### TEXT EXCERPT
[start]
# The flux of a vector field

This is probably a basic question. I'm actually taking a class that introduces me to Maxwell's equations. I am currently trying to make sense of the Gauss's law and have some difficulty understanding the flux of a vector field.

The book first starts by explaining the surface integral of a scalar field, using this:

$$M = \int_S \sigma(x, y)~\mathrm{d} a$$

where $$\delta a$$ is a infinitesimal area of the surface and $$\sigma$$ a function returning the area mass density. So far so good for me.

But then it goes off explaining the flux of a vector field:

$$M = \int_S \vec{A} \cdot \hat{n}~\mathrm{d} a$$

But now this section starts saying that this integral is over a vector field. Which I don't really understand since the dot product of two vectors gives back a scalar. What do I get wrong here?
[end]
### PROBLEMS
a: Answer these questions about the post on the flux of a vector field:
(i) What does the class the poster is taking introduce?
(ii) What does the function σ return in the first integral?
(iii) According to the poster, what does the dot product of two vectors give back?
b: Reproduce the part of the post on the flux of a vector field starting with "The book first" and going on through "good for me.".
Work only from the post on the flux of a vector field.

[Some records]
[start]
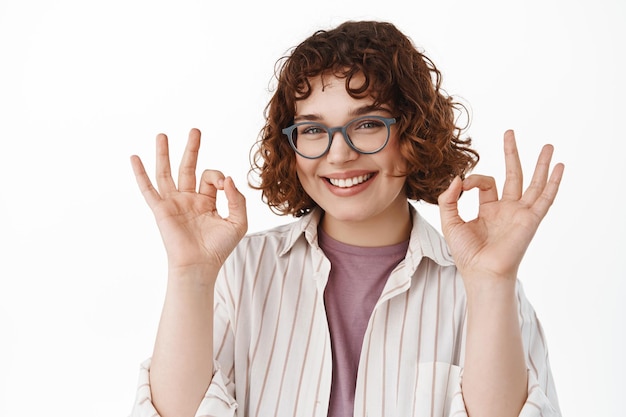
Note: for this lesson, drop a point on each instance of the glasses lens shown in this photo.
(368, 134)
(310, 139)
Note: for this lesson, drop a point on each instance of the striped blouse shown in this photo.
(272, 343)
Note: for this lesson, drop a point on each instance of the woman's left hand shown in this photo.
(493, 244)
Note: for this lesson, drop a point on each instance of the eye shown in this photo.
(311, 130)
(369, 124)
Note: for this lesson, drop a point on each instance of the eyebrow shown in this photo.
(355, 112)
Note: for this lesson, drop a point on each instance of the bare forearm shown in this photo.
(495, 376)
(182, 362)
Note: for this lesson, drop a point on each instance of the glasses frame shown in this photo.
(388, 121)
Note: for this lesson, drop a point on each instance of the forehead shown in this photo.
(329, 96)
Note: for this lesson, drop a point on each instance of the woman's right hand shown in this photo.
(193, 232)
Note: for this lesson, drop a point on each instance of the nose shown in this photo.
(340, 151)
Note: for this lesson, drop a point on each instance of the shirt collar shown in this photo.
(425, 240)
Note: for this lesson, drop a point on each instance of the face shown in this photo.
(350, 187)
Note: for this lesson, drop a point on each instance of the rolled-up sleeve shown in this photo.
(217, 402)
(542, 400)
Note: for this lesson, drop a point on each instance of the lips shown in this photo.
(349, 182)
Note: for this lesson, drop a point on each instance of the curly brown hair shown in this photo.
(396, 74)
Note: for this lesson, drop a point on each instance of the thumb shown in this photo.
(448, 205)
(237, 213)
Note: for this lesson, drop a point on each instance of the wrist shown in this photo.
(196, 277)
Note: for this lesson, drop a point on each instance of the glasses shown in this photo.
(366, 135)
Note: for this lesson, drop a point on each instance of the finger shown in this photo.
(448, 205)
(545, 200)
(237, 212)
(151, 195)
(164, 180)
(514, 182)
(211, 181)
(187, 169)
(540, 176)
(488, 192)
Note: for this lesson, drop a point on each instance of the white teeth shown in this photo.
(349, 182)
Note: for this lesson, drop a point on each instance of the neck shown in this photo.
(382, 230)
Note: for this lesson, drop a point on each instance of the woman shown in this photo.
(360, 307)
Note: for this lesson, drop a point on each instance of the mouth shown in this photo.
(349, 182)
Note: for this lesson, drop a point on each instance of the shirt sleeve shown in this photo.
(542, 400)
(218, 400)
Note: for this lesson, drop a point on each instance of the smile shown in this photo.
(349, 182)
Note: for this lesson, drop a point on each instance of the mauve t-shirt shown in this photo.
(356, 280)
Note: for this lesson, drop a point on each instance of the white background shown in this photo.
(85, 84)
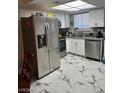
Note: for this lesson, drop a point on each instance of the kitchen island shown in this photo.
(79, 46)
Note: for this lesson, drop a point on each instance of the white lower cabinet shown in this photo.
(76, 46)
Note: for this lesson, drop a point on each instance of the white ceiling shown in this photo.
(45, 5)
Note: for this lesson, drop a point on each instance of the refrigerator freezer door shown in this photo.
(42, 53)
(54, 52)
(53, 31)
(54, 59)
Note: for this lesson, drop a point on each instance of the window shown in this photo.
(81, 20)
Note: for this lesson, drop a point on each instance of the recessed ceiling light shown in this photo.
(76, 3)
(86, 6)
(61, 7)
(72, 9)
(73, 6)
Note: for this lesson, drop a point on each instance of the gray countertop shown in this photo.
(86, 38)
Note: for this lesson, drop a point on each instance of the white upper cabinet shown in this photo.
(64, 18)
(97, 18)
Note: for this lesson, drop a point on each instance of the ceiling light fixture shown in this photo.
(74, 6)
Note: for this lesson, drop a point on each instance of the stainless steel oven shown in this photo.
(62, 45)
(93, 49)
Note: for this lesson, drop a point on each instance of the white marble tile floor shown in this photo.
(75, 75)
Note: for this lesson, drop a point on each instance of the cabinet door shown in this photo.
(100, 17)
(72, 46)
(81, 47)
(92, 18)
(67, 20)
(97, 18)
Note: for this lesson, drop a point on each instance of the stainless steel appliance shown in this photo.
(41, 37)
(93, 49)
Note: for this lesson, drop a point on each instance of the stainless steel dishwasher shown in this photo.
(93, 49)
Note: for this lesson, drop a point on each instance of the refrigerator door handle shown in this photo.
(48, 31)
(46, 35)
[end]
### ANSWERS BELOW
a:
(i) Maxwell's equations
(ii) The area mass density
(iii) A scalar

b:
The book first starts by explaining the surface integral of a scalar field, using this:

$$M = \int_S \sigma(x, y)~\mathrm{d} a$$

where $$\delta a$$ is a infinitesimal area of the surface and $$\sigma$$ a function returning the area mass density. So far so good for me.